[Part of a data file]
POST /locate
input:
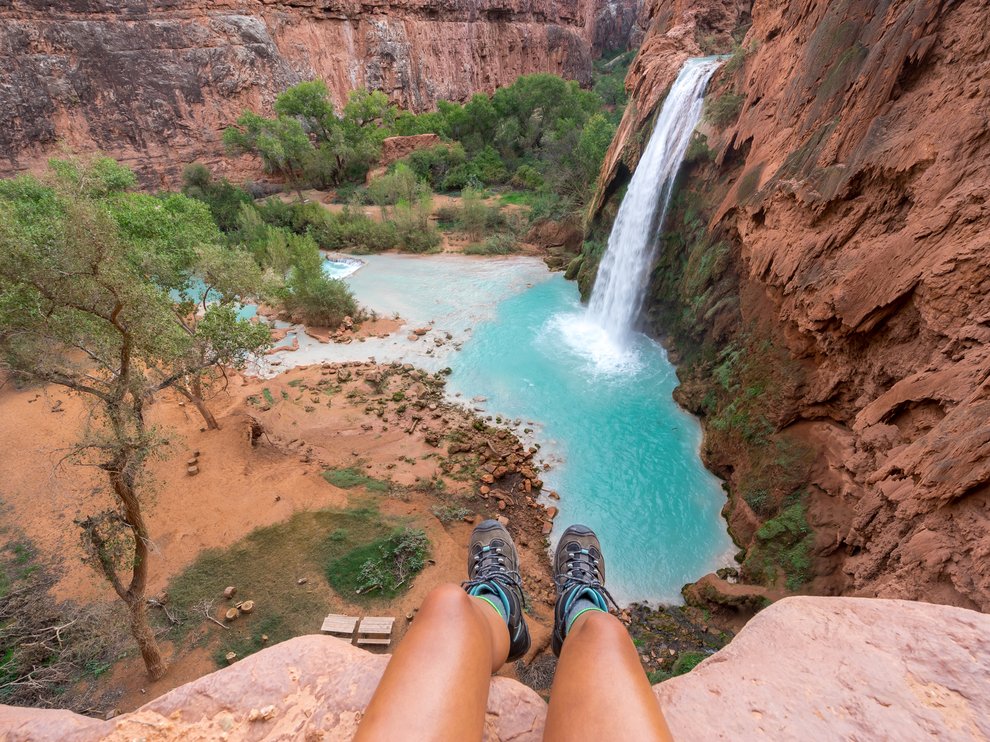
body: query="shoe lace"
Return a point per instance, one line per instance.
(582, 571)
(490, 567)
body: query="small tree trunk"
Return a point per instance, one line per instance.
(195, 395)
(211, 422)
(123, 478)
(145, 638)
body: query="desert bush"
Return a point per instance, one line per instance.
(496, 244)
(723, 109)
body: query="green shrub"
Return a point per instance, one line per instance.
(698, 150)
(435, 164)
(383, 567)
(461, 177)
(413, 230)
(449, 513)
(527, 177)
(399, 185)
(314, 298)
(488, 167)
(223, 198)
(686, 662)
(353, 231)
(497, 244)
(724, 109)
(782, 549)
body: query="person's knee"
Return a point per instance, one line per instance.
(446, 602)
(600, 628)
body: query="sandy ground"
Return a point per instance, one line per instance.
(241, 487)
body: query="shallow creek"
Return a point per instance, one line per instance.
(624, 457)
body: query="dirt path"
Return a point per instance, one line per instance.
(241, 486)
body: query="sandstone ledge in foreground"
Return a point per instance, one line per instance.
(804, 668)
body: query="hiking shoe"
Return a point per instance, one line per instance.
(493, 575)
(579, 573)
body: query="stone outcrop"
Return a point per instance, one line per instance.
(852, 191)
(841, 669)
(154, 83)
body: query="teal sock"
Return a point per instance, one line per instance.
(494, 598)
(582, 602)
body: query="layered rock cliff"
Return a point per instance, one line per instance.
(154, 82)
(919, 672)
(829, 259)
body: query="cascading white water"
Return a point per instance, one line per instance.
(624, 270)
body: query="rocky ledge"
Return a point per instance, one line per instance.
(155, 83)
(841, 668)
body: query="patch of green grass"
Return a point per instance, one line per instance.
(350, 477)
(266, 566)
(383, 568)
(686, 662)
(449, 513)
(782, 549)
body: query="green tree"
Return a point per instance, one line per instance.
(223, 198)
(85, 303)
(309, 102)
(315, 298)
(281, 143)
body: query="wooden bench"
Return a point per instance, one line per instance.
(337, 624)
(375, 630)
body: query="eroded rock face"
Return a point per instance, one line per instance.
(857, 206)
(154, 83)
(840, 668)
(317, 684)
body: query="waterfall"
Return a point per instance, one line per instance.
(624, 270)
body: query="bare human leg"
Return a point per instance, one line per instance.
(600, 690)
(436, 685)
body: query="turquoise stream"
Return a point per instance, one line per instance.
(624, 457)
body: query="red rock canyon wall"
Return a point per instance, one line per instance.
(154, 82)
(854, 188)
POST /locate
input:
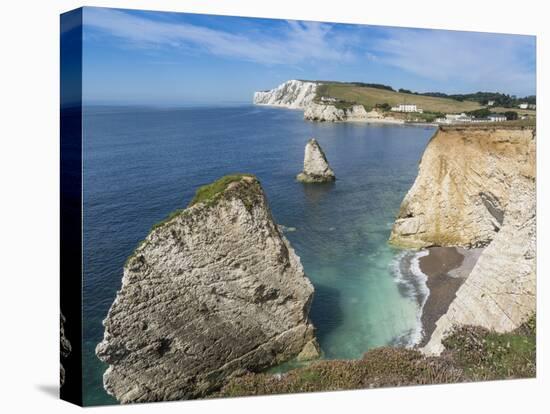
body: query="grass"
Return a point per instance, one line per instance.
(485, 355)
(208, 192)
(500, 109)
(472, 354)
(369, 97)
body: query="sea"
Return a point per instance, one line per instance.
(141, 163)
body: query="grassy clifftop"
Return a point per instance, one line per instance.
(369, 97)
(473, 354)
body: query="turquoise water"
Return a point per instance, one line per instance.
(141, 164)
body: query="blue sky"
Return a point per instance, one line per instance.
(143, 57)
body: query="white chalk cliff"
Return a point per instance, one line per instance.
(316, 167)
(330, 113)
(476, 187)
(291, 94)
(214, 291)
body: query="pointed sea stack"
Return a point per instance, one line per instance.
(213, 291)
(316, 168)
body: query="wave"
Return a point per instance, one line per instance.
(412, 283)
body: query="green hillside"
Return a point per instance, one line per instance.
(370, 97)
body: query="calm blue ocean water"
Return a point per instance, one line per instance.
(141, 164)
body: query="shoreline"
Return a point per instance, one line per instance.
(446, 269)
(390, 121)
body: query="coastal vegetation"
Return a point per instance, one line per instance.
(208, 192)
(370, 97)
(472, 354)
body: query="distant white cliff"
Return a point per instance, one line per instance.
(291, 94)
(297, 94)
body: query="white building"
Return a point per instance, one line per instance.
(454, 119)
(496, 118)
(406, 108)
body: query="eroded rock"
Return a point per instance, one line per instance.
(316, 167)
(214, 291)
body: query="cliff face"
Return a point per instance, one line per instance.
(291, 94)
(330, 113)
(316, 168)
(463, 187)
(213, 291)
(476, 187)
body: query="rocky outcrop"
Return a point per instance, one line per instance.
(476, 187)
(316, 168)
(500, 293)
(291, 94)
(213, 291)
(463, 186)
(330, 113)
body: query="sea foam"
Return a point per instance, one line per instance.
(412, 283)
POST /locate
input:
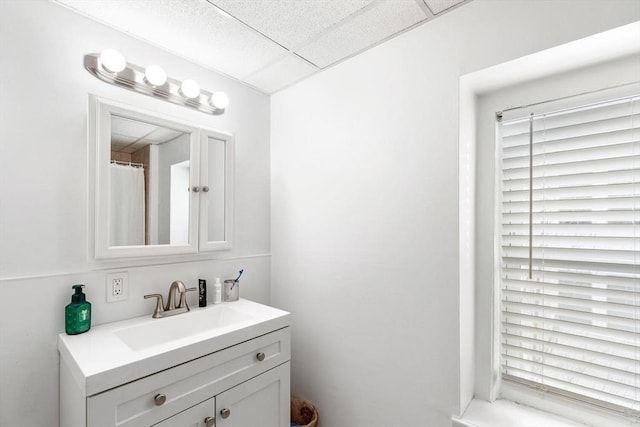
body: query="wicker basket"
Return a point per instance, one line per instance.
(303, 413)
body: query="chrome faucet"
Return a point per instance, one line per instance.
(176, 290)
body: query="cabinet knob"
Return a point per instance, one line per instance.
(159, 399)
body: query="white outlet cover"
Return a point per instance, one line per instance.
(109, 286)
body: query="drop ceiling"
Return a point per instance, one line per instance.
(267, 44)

- INSTRUCTION: The data should be printed again unchanged; leave its pictures out.

- FULL OUTPUT:
POST /locate
input:
body: query="shoe lace"
Return a point per instance, one line per instance.
(582, 571)
(490, 567)
body: query="small tree trunk"
Return a point per instance, one line per instance.
(195, 395)
(211, 422)
(123, 478)
(145, 638)
body: query="desert bush"
Return a point per instance, one line per instance.
(496, 244)
(723, 109)
body: query="green shrub"
Return a point per instance, one line per instance.
(698, 150)
(435, 164)
(383, 567)
(461, 177)
(413, 230)
(449, 513)
(527, 177)
(399, 185)
(314, 298)
(488, 167)
(223, 198)
(686, 662)
(353, 231)
(497, 244)
(724, 109)
(782, 549)
body: query="person's knee"
Return a point per instance, one line per instance.
(446, 602)
(600, 628)
body: query="sandy ground"
Return a point per instance, one line per instance.
(241, 487)
body: query="shallow creek"
Return a point per instance, one line per instance.
(624, 457)
body: query="dirt path"
Return a point per instance, one line per instance.
(241, 486)
body: query="sandstone ledge in foreground"
Return a point per instance, one line per instance.
(804, 668)
body: query="hiking shoe"
Return a point per instance, one line per instance.
(493, 575)
(579, 573)
body: query="stone outcrop"
Return a point per instance, one line per instance.
(852, 191)
(841, 669)
(154, 83)
body: query="teal sock"
Return a point per instance, one line per instance.
(494, 598)
(582, 602)
body: query="layered rock cliff"
Return a point per instance, one line per instance.
(154, 82)
(919, 672)
(829, 259)
body: query="cascading white water"
Return a point per instance, one line per instance.
(624, 270)
body: query="rocky ledge"
Return a point per instance, one line per instance.
(155, 83)
(841, 668)
body: query="patch of green grass"
Return a point per instance, one line per instance.
(350, 477)
(266, 566)
(383, 568)
(686, 662)
(449, 513)
(782, 549)
body: query="green tree"
Return a point per instance, one line per instance.
(223, 198)
(85, 303)
(309, 102)
(315, 298)
(281, 143)
body: query="wooden bench"
Return a point per instance, one line per instance.
(337, 624)
(375, 630)
body: query="eroded rock face"
Return a point per instance, one line per instance.
(857, 206)
(154, 83)
(840, 668)
(317, 684)
body: query="waterfall"
Return a point per instance, one line per instance.
(624, 270)
body: query="bare human leg"
Return a point per instance, one line per instance.
(600, 690)
(436, 685)
body: query="turquoise stream"
Return a point per instance, one line per instance.
(624, 457)
body: query="red rock canyon wall"
Return a point per instance, one line per instance.
(154, 82)
(854, 188)
POST /locate
input:
body: query="grass"
Return a point per instance, one line per instance.
(485, 355)
(208, 192)
(500, 109)
(472, 354)
(369, 97)
body: query="sea"
Return a point per instance, one line per instance.
(141, 163)
body: query="grassy clifftop"
Return a point per instance, one line per instance.
(369, 97)
(473, 354)
body: query="turquoise water"
Return a point per instance, one line per instance.
(141, 164)
body: query="blue sky"
Return a point per instance, one line per instance.
(143, 57)
body: query="white chalk cliff"
Return a point per instance, one line per instance.
(316, 167)
(330, 113)
(476, 187)
(291, 94)
(214, 291)
body: query="pointed sea stack"
Return a point per instance, one line per instance.
(213, 291)
(316, 168)
body: query="wave"
Return a point per instance, one line per instance.
(412, 283)
body: query="green hillside"
Return a point per instance, one line per instance.
(370, 97)
body: query="calm blue ocean water"
Return a point per instance, one line per instance.
(141, 164)
body: query="shoreline"
Return a point per instance, one line per instance.
(446, 269)
(390, 121)
body: query="coastal vegetation"
Return a point per instance, one line per instance.
(208, 192)
(370, 97)
(472, 354)
body: query="distant white cliff"
Return a point per instance, one line per instance.
(291, 94)
(297, 94)
body: query="white building"
Return a point per instance, one line per instance.
(454, 119)
(496, 118)
(406, 108)
body: query="eroded rock"
Return a point per instance, one line per instance.
(316, 167)
(214, 291)
body: query="cliff face"
Return a point per instance, one line per instance.
(291, 94)
(330, 113)
(316, 168)
(463, 187)
(213, 291)
(476, 187)
body: query="rocky outcrop"
Return a point per instance, one line per instance.
(476, 187)
(316, 168)
(500, 293)
(291, 94)
(213, 291)
(463, 186)
(330, 113)
body: query="sea foam"
Return a point per instance, one line per instance.
(412, 283)
POST /locate
input:
body: query="wicker basket"
Return a point per instance, one line per instance.
(303, 413)
body: query="chrome faucet"
Return a point per instance, one line per instance.
(176, 290)
body: query="cabinet knob"
Return a point per instance, one line per instance.
(159, 399)
body: query="white outlet cover"
Return a point per instance, one line per instance.
(109, 286)
body: query="drop ceiling"
Return a point per instance, one line per instance.
(267, 44)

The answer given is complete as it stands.